▶ [Try it]: Show every line of the data where the word "necktie" can be found.

▶ [Data to use]:
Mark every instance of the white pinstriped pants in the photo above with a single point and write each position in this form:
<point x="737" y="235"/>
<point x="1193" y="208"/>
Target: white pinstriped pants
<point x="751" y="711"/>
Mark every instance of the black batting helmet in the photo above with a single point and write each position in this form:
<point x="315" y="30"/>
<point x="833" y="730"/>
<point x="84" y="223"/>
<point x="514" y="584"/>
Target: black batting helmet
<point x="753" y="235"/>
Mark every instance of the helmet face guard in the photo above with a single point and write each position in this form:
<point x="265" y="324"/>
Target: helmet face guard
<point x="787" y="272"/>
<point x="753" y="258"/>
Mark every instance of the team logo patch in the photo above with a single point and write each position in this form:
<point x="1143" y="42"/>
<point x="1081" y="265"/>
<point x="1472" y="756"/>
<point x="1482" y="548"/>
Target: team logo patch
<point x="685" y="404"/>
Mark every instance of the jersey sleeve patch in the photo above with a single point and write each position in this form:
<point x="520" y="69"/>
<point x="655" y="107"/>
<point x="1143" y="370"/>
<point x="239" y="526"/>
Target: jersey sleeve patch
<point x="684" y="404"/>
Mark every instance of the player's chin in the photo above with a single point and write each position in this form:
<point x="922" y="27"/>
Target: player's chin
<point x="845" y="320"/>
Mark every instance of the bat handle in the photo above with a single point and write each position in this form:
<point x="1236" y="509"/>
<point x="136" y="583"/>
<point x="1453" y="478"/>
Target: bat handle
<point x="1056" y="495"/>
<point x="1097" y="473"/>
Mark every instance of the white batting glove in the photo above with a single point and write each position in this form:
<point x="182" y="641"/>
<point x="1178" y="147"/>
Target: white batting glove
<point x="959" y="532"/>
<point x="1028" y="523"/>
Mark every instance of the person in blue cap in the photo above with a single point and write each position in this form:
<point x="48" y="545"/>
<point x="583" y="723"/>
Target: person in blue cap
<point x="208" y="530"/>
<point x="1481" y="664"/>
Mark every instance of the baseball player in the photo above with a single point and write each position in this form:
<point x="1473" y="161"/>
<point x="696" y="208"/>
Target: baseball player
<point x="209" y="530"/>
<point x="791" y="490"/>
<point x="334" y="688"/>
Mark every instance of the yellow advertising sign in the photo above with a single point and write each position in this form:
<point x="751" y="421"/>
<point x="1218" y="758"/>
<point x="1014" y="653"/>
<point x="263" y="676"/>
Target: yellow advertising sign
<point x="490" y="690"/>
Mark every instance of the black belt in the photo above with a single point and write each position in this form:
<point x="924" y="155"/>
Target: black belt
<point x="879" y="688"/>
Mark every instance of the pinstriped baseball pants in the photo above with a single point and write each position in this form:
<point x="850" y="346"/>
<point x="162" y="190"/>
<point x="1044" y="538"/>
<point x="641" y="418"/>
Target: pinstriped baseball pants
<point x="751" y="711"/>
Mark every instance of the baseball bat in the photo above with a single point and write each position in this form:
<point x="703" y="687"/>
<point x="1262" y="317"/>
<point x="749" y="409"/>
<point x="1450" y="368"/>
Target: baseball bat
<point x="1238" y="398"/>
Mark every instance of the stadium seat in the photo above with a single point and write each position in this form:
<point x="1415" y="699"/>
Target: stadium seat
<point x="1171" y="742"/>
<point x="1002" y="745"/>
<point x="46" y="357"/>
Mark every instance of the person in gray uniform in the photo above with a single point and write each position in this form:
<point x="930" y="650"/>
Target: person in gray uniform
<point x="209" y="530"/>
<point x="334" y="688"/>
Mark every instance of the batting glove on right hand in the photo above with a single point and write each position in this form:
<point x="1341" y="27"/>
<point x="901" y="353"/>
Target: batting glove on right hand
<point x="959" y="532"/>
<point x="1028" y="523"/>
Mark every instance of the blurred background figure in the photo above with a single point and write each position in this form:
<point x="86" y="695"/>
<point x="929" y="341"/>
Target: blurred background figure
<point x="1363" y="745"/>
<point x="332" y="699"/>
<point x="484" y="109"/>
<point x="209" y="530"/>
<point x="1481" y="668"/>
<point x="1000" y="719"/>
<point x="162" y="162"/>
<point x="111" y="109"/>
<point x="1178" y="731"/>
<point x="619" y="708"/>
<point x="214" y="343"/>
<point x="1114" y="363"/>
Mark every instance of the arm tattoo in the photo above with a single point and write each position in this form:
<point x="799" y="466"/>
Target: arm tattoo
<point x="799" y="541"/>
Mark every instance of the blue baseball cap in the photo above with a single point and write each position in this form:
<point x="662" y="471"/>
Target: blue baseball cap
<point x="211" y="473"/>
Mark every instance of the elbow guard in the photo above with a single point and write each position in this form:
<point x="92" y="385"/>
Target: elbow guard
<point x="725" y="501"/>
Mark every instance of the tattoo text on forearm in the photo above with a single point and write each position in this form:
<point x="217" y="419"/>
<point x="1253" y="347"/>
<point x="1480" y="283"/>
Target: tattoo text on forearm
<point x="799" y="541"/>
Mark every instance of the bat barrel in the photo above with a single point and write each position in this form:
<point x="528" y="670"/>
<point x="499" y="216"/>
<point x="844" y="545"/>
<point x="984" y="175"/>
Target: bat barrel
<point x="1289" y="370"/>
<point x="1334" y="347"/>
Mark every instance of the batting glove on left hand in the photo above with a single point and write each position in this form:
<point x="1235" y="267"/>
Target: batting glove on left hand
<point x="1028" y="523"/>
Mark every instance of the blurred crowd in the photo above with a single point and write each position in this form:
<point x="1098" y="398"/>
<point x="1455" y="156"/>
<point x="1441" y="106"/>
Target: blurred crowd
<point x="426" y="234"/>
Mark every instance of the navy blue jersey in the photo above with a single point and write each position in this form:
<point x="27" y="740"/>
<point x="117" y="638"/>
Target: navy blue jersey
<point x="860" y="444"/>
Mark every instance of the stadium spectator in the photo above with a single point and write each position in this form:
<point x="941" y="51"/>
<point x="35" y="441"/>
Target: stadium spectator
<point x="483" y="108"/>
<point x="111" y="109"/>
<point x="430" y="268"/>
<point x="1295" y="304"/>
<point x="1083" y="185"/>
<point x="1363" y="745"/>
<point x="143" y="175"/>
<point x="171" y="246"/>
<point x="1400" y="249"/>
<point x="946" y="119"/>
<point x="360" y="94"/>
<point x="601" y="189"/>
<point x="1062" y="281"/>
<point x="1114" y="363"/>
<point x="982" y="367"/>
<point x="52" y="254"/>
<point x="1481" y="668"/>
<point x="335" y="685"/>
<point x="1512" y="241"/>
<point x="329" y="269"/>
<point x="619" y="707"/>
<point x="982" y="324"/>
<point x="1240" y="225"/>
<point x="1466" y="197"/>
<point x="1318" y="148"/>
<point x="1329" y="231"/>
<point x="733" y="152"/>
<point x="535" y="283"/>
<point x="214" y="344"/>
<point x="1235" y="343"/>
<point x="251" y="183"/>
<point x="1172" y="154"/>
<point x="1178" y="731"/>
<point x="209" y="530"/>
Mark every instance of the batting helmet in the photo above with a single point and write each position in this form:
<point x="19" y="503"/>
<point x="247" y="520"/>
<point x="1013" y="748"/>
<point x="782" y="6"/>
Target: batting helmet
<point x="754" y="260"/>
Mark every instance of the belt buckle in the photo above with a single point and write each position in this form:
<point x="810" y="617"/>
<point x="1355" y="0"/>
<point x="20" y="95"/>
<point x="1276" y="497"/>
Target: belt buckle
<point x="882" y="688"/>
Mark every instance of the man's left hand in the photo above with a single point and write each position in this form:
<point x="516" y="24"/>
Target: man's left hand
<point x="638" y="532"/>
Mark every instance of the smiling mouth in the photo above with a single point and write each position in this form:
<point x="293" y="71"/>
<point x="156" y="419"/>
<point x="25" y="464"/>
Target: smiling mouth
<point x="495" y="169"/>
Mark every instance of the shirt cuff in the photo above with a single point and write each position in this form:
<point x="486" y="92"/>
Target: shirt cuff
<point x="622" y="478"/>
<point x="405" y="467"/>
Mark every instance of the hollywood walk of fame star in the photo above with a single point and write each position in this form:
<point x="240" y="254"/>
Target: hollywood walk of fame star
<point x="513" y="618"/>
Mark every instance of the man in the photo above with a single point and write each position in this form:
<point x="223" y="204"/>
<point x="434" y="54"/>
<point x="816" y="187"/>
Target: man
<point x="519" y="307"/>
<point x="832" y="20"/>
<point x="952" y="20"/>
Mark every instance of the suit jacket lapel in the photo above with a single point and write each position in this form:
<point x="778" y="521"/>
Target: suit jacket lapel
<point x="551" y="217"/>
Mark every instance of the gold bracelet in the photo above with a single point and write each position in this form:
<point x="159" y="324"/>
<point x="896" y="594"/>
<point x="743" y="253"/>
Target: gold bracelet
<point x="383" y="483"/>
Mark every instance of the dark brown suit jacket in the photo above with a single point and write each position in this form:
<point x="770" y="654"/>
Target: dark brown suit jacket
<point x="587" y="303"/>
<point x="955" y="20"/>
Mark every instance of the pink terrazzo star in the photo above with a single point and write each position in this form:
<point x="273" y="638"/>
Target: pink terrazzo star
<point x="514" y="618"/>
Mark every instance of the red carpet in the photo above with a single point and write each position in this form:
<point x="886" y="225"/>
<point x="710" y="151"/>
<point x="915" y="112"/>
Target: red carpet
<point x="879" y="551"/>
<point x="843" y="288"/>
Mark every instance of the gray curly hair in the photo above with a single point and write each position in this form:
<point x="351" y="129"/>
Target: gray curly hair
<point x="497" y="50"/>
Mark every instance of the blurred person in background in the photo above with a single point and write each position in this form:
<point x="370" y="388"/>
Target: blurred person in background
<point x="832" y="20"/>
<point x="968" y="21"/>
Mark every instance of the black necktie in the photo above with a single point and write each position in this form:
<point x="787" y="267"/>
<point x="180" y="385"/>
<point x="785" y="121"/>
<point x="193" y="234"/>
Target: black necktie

▶ [Response box]:
Mark every instance of the black necktie in the photo above with a single point and write each position in this form:
Target: black necktie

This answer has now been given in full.